EXERCISE -> Rewrite the listing starting at its first line and ending at the line that contains "column 343, row 203", changing each "Submission" to "Response" and keeping everything else the same.

DATA ROWS ->
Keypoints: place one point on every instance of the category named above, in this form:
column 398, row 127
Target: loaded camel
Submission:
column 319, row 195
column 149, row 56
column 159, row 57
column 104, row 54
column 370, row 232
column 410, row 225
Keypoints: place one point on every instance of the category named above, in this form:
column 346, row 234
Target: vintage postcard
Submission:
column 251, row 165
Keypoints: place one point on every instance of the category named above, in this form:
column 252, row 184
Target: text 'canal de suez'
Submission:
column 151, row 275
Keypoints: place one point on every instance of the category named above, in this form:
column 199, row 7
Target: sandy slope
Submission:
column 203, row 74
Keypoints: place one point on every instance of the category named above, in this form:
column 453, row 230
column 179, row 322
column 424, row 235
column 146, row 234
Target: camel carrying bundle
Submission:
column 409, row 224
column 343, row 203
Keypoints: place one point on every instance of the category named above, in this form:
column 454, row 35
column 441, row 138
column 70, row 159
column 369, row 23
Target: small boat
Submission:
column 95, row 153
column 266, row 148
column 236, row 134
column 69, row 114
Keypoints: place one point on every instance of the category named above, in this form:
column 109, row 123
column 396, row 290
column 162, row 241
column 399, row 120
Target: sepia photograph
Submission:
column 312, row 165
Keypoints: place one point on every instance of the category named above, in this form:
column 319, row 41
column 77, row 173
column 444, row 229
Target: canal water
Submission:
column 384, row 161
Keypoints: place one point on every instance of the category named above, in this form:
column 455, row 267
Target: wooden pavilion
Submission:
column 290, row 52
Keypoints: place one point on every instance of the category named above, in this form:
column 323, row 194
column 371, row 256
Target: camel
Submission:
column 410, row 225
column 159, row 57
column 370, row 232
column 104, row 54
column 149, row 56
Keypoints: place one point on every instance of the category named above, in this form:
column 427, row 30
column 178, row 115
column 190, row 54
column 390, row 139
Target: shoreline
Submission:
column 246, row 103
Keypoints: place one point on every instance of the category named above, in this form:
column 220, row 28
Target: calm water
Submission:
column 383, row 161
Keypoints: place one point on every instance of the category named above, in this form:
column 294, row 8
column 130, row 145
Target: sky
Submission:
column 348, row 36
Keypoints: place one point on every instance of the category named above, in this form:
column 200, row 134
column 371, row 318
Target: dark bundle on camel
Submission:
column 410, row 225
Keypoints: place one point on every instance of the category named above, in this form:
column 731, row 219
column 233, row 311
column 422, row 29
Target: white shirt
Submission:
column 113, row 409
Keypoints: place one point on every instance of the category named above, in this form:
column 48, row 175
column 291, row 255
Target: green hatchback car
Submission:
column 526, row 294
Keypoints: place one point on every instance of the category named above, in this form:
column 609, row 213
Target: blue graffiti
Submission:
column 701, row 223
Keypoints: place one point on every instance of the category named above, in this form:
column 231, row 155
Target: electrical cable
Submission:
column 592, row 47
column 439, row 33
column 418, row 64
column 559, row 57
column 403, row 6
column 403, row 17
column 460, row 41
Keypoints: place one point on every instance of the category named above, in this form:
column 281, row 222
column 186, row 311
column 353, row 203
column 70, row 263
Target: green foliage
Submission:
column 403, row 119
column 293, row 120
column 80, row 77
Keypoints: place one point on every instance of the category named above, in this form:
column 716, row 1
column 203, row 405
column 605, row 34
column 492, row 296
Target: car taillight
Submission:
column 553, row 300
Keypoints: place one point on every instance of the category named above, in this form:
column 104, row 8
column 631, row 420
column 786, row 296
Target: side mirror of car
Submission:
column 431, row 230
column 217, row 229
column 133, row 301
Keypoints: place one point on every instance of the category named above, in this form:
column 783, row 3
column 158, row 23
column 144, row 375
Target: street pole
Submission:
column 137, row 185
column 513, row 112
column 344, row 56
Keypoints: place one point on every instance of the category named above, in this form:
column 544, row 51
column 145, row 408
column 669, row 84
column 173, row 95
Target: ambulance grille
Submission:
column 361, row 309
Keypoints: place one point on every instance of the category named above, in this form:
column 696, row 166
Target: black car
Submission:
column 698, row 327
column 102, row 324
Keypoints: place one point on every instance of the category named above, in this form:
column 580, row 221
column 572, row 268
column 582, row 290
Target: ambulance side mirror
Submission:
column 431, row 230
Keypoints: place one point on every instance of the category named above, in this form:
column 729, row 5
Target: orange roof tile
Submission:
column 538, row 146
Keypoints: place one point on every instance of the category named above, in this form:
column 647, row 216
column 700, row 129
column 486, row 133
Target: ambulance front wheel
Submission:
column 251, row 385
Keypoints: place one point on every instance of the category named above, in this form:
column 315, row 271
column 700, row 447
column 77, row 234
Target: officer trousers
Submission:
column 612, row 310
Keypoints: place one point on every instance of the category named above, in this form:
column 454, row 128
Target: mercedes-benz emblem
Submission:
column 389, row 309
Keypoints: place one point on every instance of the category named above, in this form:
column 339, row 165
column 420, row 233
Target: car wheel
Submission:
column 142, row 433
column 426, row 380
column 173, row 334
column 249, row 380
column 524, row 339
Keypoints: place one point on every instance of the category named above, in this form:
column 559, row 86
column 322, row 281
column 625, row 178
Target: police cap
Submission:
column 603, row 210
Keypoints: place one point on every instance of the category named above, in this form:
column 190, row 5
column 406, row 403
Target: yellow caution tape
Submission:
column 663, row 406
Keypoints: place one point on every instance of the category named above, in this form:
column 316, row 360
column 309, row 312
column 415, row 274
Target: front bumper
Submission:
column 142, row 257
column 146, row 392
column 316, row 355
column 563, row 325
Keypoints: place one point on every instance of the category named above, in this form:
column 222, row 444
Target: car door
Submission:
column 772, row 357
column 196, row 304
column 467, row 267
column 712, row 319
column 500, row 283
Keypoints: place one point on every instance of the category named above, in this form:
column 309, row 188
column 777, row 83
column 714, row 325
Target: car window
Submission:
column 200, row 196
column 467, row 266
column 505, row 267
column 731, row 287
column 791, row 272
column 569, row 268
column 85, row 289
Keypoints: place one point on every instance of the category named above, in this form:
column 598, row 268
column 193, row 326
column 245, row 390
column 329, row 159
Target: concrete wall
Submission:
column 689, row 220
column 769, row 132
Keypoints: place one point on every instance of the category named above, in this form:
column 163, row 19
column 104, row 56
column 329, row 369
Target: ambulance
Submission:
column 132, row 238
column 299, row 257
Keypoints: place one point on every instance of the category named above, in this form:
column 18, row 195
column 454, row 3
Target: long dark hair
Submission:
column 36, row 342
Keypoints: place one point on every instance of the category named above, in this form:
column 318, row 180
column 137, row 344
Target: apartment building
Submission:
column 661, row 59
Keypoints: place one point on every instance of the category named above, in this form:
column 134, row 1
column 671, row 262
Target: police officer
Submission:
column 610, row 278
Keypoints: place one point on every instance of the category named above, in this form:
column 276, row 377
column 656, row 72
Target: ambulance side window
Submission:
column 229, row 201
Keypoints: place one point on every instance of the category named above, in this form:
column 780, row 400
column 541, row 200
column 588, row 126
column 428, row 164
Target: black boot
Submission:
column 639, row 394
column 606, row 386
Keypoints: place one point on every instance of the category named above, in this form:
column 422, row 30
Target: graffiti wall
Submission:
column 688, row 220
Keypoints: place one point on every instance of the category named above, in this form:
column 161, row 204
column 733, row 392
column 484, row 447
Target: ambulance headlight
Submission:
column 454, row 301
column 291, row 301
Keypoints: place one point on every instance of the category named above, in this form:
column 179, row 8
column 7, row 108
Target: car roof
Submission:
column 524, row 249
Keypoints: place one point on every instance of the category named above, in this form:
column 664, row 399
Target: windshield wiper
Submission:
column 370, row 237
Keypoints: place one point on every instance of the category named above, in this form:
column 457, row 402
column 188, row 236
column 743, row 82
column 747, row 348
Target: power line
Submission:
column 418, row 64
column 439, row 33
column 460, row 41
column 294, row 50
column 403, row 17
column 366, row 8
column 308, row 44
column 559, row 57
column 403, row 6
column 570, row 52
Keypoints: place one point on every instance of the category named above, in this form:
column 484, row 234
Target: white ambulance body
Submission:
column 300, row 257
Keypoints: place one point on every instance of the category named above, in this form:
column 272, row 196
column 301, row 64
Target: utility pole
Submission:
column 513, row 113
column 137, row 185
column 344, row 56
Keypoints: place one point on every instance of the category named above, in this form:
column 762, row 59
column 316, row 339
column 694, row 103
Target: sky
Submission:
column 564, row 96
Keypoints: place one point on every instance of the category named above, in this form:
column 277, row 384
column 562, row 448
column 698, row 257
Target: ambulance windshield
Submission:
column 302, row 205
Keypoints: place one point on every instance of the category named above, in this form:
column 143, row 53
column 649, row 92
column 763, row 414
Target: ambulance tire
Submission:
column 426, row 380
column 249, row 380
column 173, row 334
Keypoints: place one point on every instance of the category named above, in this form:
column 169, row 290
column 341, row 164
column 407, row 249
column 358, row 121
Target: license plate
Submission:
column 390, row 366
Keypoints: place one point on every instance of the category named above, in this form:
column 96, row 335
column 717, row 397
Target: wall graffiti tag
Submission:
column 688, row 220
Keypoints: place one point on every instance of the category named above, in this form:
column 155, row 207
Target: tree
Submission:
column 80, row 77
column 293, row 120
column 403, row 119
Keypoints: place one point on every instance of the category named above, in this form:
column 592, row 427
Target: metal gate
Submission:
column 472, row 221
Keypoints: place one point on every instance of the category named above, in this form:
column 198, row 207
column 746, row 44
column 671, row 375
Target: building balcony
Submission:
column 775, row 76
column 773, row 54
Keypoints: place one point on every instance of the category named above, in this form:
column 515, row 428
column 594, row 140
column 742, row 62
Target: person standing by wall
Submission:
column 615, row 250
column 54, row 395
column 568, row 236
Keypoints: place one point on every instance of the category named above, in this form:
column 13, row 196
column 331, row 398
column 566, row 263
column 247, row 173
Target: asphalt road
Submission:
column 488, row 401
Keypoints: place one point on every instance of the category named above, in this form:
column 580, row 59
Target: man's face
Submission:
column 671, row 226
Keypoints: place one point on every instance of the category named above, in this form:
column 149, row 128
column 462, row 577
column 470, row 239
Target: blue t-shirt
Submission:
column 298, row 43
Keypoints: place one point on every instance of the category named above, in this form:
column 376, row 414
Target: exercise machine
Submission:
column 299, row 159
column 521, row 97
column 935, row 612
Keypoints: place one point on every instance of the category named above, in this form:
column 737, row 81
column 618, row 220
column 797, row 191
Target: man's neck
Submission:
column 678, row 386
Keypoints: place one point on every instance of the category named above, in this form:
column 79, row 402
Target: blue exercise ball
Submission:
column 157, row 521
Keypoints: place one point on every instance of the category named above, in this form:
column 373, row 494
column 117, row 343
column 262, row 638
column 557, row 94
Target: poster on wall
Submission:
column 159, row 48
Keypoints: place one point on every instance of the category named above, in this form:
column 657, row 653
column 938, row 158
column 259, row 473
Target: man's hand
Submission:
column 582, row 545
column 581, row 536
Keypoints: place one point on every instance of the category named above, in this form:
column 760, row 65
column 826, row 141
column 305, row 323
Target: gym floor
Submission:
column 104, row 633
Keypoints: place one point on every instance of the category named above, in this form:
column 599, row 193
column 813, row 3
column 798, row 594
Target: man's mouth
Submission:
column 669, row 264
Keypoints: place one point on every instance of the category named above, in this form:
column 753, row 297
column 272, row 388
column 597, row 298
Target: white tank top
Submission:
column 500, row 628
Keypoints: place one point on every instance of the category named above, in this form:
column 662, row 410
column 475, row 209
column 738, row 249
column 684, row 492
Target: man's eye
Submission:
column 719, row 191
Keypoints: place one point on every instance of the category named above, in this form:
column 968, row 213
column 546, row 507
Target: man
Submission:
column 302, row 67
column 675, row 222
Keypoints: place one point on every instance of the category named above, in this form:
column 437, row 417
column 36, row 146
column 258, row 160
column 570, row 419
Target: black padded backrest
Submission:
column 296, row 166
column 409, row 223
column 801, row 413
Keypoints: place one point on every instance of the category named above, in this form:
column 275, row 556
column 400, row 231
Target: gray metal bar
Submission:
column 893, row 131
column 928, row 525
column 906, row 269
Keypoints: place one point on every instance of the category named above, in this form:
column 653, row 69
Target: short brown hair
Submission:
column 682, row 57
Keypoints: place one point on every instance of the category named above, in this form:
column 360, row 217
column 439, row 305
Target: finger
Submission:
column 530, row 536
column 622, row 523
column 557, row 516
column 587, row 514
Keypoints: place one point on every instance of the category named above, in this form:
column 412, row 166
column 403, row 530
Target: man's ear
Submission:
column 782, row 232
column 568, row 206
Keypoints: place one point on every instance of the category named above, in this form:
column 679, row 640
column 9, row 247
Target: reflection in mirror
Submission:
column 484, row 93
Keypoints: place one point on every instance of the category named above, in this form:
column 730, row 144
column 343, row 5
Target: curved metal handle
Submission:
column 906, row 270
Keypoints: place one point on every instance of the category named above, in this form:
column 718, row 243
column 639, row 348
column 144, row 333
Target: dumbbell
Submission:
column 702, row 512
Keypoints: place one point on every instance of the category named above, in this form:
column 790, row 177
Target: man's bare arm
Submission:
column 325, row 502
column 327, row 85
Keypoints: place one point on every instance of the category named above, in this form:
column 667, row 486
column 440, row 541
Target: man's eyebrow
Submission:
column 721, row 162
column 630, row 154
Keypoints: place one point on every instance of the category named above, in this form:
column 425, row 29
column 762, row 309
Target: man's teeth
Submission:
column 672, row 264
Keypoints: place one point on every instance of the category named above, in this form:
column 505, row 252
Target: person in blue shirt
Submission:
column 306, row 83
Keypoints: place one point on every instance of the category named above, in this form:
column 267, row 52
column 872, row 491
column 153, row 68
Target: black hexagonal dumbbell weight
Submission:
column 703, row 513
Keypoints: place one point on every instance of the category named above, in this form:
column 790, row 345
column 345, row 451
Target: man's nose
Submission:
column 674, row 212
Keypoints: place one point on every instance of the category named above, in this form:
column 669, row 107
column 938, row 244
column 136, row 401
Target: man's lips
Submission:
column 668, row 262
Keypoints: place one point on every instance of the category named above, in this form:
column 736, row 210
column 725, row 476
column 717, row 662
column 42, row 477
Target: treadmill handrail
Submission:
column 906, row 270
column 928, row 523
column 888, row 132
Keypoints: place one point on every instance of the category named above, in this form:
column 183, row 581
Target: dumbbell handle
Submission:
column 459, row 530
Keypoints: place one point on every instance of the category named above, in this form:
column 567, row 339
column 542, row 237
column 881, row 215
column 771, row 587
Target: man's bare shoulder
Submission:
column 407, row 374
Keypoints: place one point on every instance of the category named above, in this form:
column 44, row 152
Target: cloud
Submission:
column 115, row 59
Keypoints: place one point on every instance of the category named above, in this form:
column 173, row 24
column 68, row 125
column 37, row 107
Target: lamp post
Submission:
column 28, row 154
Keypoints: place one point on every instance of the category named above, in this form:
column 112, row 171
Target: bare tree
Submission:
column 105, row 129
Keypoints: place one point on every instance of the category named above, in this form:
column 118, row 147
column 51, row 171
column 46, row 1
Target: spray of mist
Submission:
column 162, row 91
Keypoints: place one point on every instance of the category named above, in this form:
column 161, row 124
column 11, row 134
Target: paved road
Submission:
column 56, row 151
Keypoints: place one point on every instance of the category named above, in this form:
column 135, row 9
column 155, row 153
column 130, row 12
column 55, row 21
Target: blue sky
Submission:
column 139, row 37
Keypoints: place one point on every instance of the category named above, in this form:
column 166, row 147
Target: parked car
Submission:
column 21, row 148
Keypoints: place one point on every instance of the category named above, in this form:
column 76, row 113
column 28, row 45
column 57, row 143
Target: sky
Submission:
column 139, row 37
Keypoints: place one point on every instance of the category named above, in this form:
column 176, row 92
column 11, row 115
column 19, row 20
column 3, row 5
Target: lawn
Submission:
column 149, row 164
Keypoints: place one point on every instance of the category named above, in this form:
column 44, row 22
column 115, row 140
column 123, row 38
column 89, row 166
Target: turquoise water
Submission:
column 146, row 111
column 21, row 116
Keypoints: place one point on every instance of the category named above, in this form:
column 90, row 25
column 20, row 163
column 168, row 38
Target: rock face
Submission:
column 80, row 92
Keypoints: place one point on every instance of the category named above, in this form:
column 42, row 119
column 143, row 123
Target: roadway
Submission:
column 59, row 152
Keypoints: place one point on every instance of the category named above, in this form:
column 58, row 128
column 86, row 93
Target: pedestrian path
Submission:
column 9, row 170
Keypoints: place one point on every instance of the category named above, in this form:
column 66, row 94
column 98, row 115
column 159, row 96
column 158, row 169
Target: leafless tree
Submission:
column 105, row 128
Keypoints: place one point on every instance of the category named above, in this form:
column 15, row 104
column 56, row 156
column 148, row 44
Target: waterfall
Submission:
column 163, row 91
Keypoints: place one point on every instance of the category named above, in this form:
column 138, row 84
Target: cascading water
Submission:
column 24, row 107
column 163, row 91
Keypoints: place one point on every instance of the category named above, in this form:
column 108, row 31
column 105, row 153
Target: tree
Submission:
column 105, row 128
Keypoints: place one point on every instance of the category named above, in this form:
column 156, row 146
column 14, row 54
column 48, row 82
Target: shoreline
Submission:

OUTPUT BELOW ->
Keypoints: place one point on every instance of the category named above, in this form:
column 398, row 127
Target: loaded camel
Response:
column 319, row 195
column 149, row 56
column 159, row 57
column 104, row 54
column 370, row 232
column 410, row 225
Keypoints: place one point on every instance of the category named above, in this form:
column 346, row 234
Target: vintage postcard
Response:
column 251, row 165
Keypoints: place one point on every instance of the category named above, in this form:
column 252, row 184
Target: text 'canal de suez'
Response:
column 151, row 275
Keypoints: place one point on every instance of the category named above, in this form:
column 199, row 7
Target: sandy slope
Response:
column 203, row 74
Keypoints: place one point on every instance of the category named above, in this form:
column 453, row 230
column 179, row 322
column 424, row 235
column 146, row 234
Target: camel carrying bundle
Response:
column 409, row 224
column 343, row 203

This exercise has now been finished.